___ DATA ROWS

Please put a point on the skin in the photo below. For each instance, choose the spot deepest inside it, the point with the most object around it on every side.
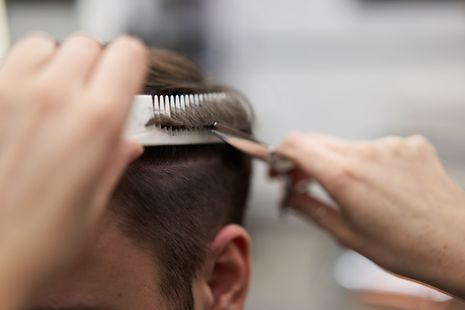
(112, 272)
(62, 110)
(395, 203)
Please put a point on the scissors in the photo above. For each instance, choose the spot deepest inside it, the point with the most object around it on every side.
(253, 147)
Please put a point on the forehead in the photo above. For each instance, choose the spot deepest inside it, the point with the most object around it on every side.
(112, 272)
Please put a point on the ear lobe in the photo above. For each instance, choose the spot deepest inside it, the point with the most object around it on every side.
(229, 274)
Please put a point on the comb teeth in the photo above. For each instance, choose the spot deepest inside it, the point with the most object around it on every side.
(144, 123)
(169, 106)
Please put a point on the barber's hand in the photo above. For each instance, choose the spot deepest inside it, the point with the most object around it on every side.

______

## WHAT TO DO
Reproduce each entry precisely, dropping only the pictures.

## PROBLEM SOLUTION
Please put a point on the skin in the photo below. For each instance, choose the spot deepest inside it, the point with the most object around it on every side.
(112, 272)
(62, 110)
(395, 203)
Please put a point on the scissors in the photo above. For each instance, choose the spot deepest inside it, the point with the most object around it on every side.
(253, 147)
Please put a point on the forehead in the photo above. For each instance, choose the spot deepest inside it, the point with the most object around it on every side.
(112, 272)
Please put a point on the ear lobe in the photo above. For each instance, choose the spot deepest inside it, the point with the most object around it on every side.
(229, 274)
Please put a point on the comb teeth in the photo above. For each instance, choose the spot deepest inside it, the point with the most object around it on every side.
(144, 123)
(169, 106)
Please put a point on the barber's hand in the photo above. For each instance, choose the spot deepest inside it, the point with the most object around it on every side.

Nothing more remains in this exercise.